**EXERCISE DIRECTIONS**
Please repeat the records below, changing every "mozzarella cube" to "cheese cube". Leave everything else the same.

**EXERCISE DATA**

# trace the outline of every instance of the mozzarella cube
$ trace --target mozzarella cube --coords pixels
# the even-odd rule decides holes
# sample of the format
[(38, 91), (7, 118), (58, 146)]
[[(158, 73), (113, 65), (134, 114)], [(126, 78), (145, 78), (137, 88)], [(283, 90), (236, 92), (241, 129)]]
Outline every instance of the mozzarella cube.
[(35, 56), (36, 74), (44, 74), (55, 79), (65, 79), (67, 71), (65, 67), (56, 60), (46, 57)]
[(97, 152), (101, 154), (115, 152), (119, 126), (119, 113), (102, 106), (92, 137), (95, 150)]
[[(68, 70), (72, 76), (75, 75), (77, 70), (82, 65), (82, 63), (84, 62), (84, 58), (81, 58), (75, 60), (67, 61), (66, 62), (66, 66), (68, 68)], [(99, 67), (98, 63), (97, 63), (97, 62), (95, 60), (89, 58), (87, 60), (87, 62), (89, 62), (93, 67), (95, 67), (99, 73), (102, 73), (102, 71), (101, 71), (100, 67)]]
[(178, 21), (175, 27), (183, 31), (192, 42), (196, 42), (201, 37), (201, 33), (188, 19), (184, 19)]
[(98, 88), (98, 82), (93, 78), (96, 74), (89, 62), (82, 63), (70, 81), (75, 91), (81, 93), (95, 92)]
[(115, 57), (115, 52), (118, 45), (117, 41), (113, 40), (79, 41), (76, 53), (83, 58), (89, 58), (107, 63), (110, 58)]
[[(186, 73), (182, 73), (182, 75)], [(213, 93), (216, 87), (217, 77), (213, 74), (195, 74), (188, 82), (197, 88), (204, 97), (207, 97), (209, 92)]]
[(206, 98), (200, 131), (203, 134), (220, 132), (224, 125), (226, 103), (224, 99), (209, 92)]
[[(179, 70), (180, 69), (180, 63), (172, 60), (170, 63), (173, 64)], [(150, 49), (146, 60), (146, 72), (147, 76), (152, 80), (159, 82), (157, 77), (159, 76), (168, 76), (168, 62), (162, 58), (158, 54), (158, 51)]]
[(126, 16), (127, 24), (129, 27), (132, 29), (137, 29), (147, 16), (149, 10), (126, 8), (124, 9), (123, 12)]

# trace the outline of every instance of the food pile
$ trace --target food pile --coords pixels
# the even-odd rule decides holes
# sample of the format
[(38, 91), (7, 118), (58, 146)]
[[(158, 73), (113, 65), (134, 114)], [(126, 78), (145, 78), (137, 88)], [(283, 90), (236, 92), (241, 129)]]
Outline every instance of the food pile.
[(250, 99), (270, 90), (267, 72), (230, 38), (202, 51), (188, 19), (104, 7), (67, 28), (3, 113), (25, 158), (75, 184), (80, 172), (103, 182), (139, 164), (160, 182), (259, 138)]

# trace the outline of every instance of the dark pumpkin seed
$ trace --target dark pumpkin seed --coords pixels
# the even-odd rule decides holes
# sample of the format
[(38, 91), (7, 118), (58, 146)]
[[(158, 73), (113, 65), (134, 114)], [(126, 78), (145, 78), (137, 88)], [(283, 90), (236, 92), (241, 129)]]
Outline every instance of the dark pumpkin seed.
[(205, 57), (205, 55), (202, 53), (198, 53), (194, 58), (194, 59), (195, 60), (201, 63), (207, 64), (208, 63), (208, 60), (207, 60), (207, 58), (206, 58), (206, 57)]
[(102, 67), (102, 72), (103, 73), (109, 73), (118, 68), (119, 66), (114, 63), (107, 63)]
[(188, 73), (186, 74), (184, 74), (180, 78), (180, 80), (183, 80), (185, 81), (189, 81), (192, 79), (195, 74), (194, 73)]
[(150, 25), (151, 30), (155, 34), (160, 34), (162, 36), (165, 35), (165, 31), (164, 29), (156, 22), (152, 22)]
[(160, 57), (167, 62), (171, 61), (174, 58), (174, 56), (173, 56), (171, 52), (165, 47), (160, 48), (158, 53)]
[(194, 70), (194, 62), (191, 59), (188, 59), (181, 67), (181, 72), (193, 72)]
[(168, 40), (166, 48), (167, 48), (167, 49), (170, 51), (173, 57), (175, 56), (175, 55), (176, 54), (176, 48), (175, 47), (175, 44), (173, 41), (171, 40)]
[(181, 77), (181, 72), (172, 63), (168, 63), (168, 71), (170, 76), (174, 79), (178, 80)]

**SOLUTION BELOW**
# trace the outline of every instance of the cheese cube
$ trace --target cheese cube --coords pixels
# the even-odd rule decides holes
# sample of the format
[(38, 91), (7, 118), (58, 146)]
[[(158, 73), (113, 65), (134, 114)], [(126, 78), (145, 78), (137, 88)], [(283, 90), (236, 92), (241, 129)]]
Outline every instance of the cheese cube.
[(35, 56), (36, 74), (44, 74), (55, 79), (65, 79), (67, 71), (65, 67), (56, 60), (46, 57)]
[(97, 152), (101, 154), (115, 152), (119, 126), (119, 113), (102, 106), (92, 137), (95, 150)]
[[(68, 70), (72, 76), (75, 75), (77, 70), (82, 65), (82, 63), (84, 62), (84, 58), (81, 58), (75, 60), (67, 61), (66, 62), (66, 66), (68, 68)], [(99, 67), (98, 63), (97, 63), (97, 62), (95, 60), (89, 58), (87, 60), (87, 62), (89, 62), (93, 67), (95, 67), (99, 73), (102, 73), (102, 71), (101, 71), (100, 67)]]
[(178, 21), (175, 27), (183, 31), (192, 42), (196, 42), (201, 37), (201, 33), (188, 19), (184, 19)]
[(98, 88), (98, 82), (93, 78), (96, 74), (89, 62), (82, 63), (70, 81), (75, 91), (81, 93), (95, 92)]
[(115, 57), (115, 52), (118, 45), (117, 41), (113, 40), (79, 41), (76, 53), (83, 58), (89, 58), (107, 63), (110, 58)]
[[(186, 73), (182, 73), (182, 75)], [(213, 93), (216, 87), (217, 77), (213, 74), (195, 74), (188, 82), (197, 88), (204, 97), (207, 97), (209, 92)]]
[(206, 98), (200, 131), (203, 134), (220, 132), (224, 125), (226, 103), (224, 99), (209, 92)]
[[(179, 70), (180, 69), (180, 63), (172, 60), (170, 63), (173, 64)], [(150, 49), (146, 60), (146, 72), (147, 76), (152, 80), (159, 82), (157, 77), (159, 76), (168, 76), (168, 62), (162, 58), (158, 54), (158, 51)]]
[(126, 16), (127, 24), (129, 27), (132, 29), (137, 29), (147, 16), (149, 10), (126, 8), (124, 9), (123, 12)]

# trace the outline of every instance of the food pile
$ trace --target food pile --coords pixels
# the even-odd rule decides holes
# sample of the format
[(38, 91), (7, 118), (58, 146)]
[[(158, 73), (113, 65), (134, 114)], [(126, 78), (145, 78), (137, 88)], [(283, 90), (236, 92), (241, 129)]]
Outline every instance of the food pile.
[(250, 99), (270, 90), (267, 72), (230, 38), (202, 51), (188, 19), (104, 7), (67, 28), (3, 113), (25, 158), (75, 184), (80, 172), (103, 182), (139, 164), (160, 182), (259, 138)]

# trace the outline of every instance of the dark pumpkin seed
$ trace --target dark pumpkin seed --coords pixels
# the even-odd rule decides holes
# sample of the format
[(38, 91), (7, 118), (58, 146)]
[[(158, 73), (113, 65), (134, 114)], [(126, 78), (145, 78), (137, 88)], [(283, 90), (236, 92), (241, 129)]]
Outline every instance of the dark pumpkin seed.
[(205, 57), (205, 55), (202, 53), (198, 53), (194, 58), (194, 59), (195, 60), (201, 63), (207, 64), (208, 63), (208, 60), (207, 60), (207, 58), (206, 58), (206, 57)]
[(102, 67), (102, 72), (103, 73), (109, 73), (118, 68), (119, 66), (114, 63), (107, 63)]
[(188, 73), (186, 74), (184, 74), (180, 78), (180, 80), (183, 80), (185, 81), (189, 81), (192, 79), (195, 74), (194, 73)]
[(150, 25), (151, 30), (155, 34), (160, 34), (162, 36), (165, 35), (165, 31), (164, 29), (156, 22), (152, 22)]
[(160, 57), (167, 62), (171, 61), (174, 58), (174, 56), (173, 56), (171, 52), (165, 47), (160, 48), (158, 53)]
[(194, 70), (194, 62), (191, 59), (188, 59), (181, 67), (181, 72), (193, 72)]
[(168, 40), (166, 48), (167, 48), (167, 49), (170, 51), (173, 57), (175, 56), (175, 55), (176, 54), (176, 48), (175, 47), (175, 44), (173, 41), (171, 40)]
[(181, 77), (181, 72), (172, 63), (168, 63), (168, 71), (170, 76), (174, 79), (178, 80)]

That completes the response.